Genelkurmay eski Başkanı İlker Başbuğ, kitabı hakkında gazetede yaptığı bir söyleşi nedeniyle 3 yıla kadar hapsi istenen davada hakim karşısına çıktı. İstanbul 2. Asliye Ceza Mahkemesindeki duruşmada İlker Başbuğ ile avukatları Hilal Demireli ile İlkay Sezer hazır bulundu. Gizlilik kararı bulunmayan duruşmaya, basın mensupları ise bir neden gösterilmeksizin alınmadı.
“O GÜNÜN ŞARTLARINDA GELİŞEN OLAYLAR ÇERÇEVESİNDE YAPILAN BİR DEĞERLENDİRMEDİR”

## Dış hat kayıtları

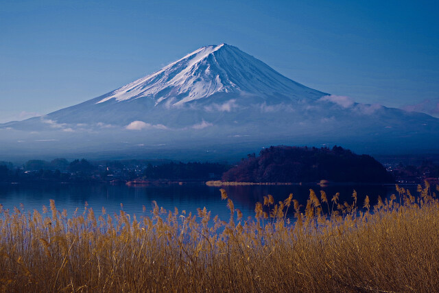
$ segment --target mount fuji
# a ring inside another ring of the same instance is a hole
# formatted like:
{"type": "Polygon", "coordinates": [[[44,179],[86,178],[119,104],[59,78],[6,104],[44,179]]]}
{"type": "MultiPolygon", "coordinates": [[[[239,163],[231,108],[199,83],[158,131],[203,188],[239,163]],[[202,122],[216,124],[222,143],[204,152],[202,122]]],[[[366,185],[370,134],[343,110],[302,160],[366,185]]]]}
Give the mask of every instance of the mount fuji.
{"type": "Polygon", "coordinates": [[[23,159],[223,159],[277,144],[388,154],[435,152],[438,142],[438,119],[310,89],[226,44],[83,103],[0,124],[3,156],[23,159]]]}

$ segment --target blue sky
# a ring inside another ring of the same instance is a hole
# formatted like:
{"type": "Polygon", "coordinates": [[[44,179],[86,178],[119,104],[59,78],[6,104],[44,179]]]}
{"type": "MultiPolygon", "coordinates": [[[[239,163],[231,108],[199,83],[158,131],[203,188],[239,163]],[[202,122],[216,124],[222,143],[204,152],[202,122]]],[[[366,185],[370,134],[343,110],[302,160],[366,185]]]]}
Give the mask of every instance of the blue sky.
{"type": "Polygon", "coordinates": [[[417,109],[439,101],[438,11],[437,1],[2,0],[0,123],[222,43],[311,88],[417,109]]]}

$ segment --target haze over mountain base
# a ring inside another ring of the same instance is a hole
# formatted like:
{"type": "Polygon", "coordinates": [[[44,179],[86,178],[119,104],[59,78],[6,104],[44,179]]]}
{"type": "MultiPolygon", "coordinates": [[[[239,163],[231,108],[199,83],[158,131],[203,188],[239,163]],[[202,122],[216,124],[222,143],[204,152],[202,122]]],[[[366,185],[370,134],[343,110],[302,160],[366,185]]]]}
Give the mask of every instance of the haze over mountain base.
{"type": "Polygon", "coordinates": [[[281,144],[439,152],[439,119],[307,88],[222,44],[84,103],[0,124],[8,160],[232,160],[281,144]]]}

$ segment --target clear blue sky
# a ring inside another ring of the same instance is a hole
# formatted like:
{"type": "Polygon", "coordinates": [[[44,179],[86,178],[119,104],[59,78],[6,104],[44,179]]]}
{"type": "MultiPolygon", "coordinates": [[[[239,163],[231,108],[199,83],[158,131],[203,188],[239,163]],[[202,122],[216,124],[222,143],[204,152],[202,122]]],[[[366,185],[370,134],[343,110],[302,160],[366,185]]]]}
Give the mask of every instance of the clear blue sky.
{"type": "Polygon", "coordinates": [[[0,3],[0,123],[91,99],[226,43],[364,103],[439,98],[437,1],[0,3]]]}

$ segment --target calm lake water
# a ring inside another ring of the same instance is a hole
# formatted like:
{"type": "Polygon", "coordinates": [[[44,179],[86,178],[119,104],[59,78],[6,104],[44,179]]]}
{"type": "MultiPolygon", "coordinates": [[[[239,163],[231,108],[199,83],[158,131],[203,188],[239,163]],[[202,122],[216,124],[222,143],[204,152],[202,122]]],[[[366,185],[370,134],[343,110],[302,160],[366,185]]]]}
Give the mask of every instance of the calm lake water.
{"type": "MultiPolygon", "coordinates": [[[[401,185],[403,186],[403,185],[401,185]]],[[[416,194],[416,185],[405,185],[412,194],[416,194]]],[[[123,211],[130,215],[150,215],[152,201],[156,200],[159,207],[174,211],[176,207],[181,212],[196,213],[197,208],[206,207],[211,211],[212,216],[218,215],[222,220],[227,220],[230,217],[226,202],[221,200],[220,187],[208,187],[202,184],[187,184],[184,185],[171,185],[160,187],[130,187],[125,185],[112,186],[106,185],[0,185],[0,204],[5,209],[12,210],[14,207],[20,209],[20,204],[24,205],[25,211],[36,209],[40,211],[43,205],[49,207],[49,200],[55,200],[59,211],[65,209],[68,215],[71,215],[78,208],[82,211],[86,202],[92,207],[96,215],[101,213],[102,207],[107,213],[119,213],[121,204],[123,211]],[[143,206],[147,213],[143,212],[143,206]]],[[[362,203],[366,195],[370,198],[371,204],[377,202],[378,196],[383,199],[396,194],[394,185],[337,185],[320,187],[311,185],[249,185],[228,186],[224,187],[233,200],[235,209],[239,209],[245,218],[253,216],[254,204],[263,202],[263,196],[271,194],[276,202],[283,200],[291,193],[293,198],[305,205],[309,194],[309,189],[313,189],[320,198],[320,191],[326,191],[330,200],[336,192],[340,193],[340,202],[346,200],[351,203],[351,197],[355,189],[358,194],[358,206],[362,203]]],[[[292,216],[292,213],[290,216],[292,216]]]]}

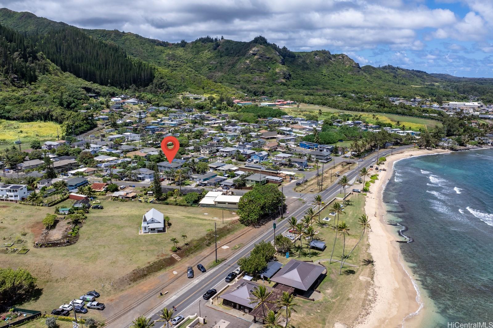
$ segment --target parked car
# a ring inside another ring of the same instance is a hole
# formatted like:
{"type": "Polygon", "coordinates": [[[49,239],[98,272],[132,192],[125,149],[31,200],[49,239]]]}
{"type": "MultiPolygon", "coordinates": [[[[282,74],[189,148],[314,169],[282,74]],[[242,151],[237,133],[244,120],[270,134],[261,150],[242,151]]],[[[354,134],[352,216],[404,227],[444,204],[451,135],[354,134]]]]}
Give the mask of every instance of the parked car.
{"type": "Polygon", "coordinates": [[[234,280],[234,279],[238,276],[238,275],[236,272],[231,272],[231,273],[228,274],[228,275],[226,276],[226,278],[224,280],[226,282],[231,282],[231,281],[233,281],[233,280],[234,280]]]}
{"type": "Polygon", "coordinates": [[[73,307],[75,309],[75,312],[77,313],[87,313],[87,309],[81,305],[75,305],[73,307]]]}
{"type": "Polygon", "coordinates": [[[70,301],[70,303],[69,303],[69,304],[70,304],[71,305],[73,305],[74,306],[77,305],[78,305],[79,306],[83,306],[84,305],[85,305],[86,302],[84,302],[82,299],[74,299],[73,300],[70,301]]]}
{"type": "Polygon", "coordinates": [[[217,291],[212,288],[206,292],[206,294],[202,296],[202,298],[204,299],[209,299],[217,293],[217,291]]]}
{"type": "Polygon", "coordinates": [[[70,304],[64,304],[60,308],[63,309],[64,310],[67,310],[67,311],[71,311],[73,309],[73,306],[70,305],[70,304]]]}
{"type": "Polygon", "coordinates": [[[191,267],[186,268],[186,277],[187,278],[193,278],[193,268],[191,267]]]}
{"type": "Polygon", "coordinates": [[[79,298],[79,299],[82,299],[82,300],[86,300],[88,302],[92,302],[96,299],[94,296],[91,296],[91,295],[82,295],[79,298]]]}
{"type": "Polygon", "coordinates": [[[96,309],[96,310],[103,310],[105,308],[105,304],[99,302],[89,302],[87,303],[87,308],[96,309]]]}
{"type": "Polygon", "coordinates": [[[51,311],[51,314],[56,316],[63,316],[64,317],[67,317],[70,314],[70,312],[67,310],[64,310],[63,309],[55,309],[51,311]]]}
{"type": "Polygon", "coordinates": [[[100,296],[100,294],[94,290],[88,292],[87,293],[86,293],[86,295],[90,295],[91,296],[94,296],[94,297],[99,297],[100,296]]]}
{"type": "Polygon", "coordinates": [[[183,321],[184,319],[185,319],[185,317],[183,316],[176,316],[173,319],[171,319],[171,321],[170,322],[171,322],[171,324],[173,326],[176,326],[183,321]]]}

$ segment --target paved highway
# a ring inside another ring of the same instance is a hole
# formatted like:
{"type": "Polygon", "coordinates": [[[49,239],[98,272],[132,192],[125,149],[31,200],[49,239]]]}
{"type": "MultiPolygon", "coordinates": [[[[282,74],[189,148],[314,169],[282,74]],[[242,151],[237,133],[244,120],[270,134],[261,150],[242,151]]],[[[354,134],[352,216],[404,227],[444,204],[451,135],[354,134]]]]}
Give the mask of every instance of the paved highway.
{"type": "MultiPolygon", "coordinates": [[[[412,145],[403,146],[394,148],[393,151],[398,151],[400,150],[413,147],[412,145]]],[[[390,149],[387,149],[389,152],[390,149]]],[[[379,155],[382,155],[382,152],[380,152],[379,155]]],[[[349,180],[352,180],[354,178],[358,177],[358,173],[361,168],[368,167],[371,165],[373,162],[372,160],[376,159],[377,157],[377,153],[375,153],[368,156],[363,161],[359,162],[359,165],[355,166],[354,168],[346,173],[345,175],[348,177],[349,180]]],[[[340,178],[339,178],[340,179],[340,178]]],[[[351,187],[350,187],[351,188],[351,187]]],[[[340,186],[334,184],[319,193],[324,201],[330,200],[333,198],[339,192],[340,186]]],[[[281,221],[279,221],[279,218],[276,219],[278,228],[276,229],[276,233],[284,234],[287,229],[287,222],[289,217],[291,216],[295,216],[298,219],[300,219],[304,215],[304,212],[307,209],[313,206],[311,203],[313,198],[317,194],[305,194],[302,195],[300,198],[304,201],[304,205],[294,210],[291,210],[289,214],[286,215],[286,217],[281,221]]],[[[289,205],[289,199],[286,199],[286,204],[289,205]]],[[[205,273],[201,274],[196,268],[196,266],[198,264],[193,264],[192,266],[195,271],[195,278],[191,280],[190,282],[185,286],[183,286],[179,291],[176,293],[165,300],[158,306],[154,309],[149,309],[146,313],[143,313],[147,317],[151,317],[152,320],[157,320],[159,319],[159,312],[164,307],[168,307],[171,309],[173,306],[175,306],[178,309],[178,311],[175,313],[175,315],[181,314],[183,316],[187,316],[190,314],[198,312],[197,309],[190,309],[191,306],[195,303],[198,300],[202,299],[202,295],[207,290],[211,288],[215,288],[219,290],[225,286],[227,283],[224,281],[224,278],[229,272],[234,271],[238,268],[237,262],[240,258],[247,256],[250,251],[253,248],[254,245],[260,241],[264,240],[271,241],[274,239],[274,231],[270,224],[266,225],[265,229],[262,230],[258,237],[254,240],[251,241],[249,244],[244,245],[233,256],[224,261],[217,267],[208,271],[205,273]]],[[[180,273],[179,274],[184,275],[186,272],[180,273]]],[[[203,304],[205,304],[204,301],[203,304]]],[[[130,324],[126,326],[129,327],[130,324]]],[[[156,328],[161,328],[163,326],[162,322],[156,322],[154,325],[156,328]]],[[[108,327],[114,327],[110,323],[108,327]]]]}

## Verilen yönerge 1
Başbuğ davası haberine göre aşağıdaki soruları yanıtlayınız.
(a) Duruşma hangi mahkemede yapıldı?
(b) Davada İlker Başbuğ için kaç yıla kadar hapis isteniyor?
(c) Duruşmada hazır bulunan avukatların adları nedir?
## Verilen yönerge 2
Başbuğ davası haberinde "Genelkurmay eski Başkanı" ifadesinden "neden gösterilmeksizin alınmadı." ifadesine kadar olan bölümü aynen yazınız.
## Verilen yönerge 3
Başbuğ davası haberinin bir sonraki bölümünü yazarak metni kaldığı yerden tamamlayınız.
Bu kayıtlar başka bir kaynaktan alınmıştır.

## Yanıt 1
(a) İstanbul 2. Asliye Ceza Mahkemesinde.
(b) 3 yıla kadar.
(c) Hilal Demireli ve İlkay Sezer.

## Yanıt 2
Genelkurmay eski Başkanı İlker Başbuğ, kitabı hakkında gazetede yaptığı bir söyleşi nedeniyle 3 yıla kadar hapsi istenen davada hakim karşısına çıktı. İstanbul 2. Asliye Ceza Mahkemesindeki duruşmada İlker Başbuğ ile avukatları Hilal Demireli ile İlkay Sezer hazır bulundu. Gizlilik kararı bulunmayan duruşmaya, basın mensupları ise bir neden gösterilmeksizin alınmadı.

## Yanıt 3
Duruşmada savunma yapan İlker Başbuğ, “Bugün burada yargılanan bu adam değildir. Yargılanan, suç unsuru olarak ileri sürülen tarihi analizinde yer aldığı, 5 yıllık bir emeğin ürünü olan bin 159 sayfalık, Türkiye Cumhuriyeti’nde Güç Odakları Mücadelesi isimli kitaptır. ‘Eğer Menderes 25 Mayıs 1960 günü Eskişehir’de erken seçim açıklasaydı, 27 Mayıs askeri darbesi büyük bir olasılıkla önlenebilirdi’ bu değerlendirme, o günün şartlarında gelişen olaylar çerçevesinde yapılan bir değerlendirmedir. Aynı değerlendirme daha önce birçok gazete ve siyasetçi tarafından da dile getirilmiştir. Bu siyasetçilerden biri 27 Mayıs’ın en güçlü isimlerinden Alparslan Türkeş’tir” diye konuştu.
“BUGÜNKÜ OLAYLARLA İLİŞKİ KURMASI MANTIK DIŞIDIR”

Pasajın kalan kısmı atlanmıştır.